### SOURCE TEXT
Some 40 companies and associations are expected to file friend-of-the-court briefs Thursday.

Chip Somodevilla, Gabriella Demczuk / Getty

During a marathon Congressional hearing, Apple declined to propose its own legislative solution for striking the proper balance between a citizen’s right to privacy and security and law enforcement’s need for evidence to prosecute crimes.

Wisconsin Rep. Jim Sensenbrenner warned: “I can tell you you’re not going to like what comes out of Congress.”

Here’s what D.C. is working on right now:

  • Senators Richard Burr and Dianne Feinstein are drafting a bill that would force companies to decrypt data under court order. One Capitol Hill source said they’re still trying to find a consensus.
  • House Homeland Security Committee Chairman Rep. Michael McCaul has proposed forming a Digital Security commission — composed of experts from the tech industry, intelligence community and privacy advocates — to come up with some suggestions. This is an approach Apple CEO Tim Cook has openly endorsed (and it’s also the Beltway’s time-honored tactic for deferring action on sensitive issues).
  • Sensenbrenner, the conservative Republican who co-authored the Patriot Act and also the USA Freedom Act, might draft a bill that favors law enforcement. But other members of the House Judiciary Committee seemed to recognize the value of strong encryption. Democratic Rep. John Conyers even chastised the FBI: “Can you appreciate my frustration with what appears to be little more than an end-run around this committee?”

Apple, meanwhile, is reportedly working on bolstering security features to make it harder for the government to hack its devices in the future. And that could very well be Apple’s endgame. If it can get a new phone to market that is essentially uncrackable, any legislative outcome may be moot.

Technology and advocacy groups have been rallying around Apple.

Some 40 companies and associations are expected to file friend-of-the-court briefs Thursday supporting Apple’s position in the face of a court order requiring the company to help the FBI circumvent encryption on the iPhone used by one of the attackers in the San Bernardino mass shooting.

Even the spouse of one of the survivors in the Dec. 2 attack, Salihin Kondoker, wrote a letter to the judge supporting Apple’s position on encryption.

“In the wake of this terrible attack, I believe strongly we need stronger gun laws,” Kondoker wrote. “It was guns that killed innocent people, not technology.”

### RECORDS SHOWN
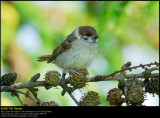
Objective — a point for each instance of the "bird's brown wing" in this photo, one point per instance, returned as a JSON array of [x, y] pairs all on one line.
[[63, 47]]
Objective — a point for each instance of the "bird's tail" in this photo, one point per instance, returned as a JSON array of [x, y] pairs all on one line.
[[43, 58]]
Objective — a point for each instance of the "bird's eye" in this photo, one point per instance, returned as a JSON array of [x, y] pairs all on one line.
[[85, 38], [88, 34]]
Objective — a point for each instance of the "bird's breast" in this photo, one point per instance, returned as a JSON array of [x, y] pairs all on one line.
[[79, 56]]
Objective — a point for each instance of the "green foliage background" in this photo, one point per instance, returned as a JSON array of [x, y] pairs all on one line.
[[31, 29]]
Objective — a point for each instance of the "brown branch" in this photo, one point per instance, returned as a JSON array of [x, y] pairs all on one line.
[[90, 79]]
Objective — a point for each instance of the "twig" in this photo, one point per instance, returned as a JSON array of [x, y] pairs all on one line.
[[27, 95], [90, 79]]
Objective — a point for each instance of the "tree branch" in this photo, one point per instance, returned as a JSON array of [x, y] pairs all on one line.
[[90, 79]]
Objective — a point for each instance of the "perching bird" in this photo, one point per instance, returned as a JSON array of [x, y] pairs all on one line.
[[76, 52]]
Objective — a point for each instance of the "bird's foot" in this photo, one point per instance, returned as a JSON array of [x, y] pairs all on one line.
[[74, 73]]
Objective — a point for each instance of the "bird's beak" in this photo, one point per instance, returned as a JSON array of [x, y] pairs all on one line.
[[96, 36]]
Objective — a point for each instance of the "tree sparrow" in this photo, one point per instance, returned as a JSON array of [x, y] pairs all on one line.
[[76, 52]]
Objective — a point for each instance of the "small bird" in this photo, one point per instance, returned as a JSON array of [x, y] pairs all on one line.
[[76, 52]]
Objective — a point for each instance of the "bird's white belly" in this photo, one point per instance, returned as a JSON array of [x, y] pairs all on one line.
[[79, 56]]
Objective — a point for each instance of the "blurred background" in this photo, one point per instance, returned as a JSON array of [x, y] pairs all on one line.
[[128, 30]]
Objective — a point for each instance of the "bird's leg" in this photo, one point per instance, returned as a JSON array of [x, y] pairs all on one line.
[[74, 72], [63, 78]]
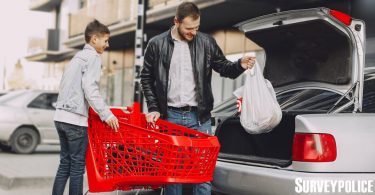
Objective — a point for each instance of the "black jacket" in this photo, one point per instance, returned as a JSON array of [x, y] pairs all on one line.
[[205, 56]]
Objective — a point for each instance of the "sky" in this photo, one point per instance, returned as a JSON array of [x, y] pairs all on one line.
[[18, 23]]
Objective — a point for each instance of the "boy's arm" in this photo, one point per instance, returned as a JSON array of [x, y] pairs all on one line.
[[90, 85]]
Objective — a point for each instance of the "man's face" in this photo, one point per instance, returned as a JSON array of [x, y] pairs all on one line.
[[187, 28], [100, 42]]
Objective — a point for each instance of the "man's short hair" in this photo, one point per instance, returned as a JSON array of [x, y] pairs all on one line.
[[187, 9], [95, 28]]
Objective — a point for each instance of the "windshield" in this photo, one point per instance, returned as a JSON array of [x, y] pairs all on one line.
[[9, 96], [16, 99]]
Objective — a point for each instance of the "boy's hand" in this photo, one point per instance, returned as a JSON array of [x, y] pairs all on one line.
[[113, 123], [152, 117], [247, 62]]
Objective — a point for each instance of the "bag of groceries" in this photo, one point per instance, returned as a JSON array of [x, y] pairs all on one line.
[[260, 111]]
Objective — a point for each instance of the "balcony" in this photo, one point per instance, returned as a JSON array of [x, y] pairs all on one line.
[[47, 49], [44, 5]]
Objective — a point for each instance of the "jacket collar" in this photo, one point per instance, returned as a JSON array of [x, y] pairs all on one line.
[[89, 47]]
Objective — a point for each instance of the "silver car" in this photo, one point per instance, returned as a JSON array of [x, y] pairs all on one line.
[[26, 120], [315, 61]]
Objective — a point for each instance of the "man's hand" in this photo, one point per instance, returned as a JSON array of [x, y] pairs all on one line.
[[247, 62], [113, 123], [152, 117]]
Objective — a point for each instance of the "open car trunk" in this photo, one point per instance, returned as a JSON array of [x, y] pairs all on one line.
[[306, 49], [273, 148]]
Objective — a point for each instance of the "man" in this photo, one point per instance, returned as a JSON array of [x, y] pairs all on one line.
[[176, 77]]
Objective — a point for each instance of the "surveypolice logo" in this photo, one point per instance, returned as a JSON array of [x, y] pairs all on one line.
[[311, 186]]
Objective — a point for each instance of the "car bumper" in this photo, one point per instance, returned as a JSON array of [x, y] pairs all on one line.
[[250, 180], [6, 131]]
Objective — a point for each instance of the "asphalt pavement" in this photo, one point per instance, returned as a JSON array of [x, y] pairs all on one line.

### EXERCISE REQUIREMENTS
A) According to the Apple encryption article, which two senators are drafting a bill that would force companies to decrypt data under court order?
B) Do these statements agree with the Apple encryption article? Answer yes or no for each, and quote the words that settle it.
(i) Apple offered its own legislative solution during the Congressional hearing.
(ii) Tim Cook has openly endorsed Rep. Michael McCaul's proposed Digital Security commission.
(iii) Salihin Kondoker's letter called for stronger gun laws.

### LIST OF SOLUTIONS
A) Senators Richard Burr and Dianne Feinstein.

B)
(i) No: "Apple declined to propose its own legislative solution"
(ii) Yes: "This is an approach Apple CEO Tim Cook has openly endorsed"
(iii) Yes: "I believe strongly we need stronger gun laws"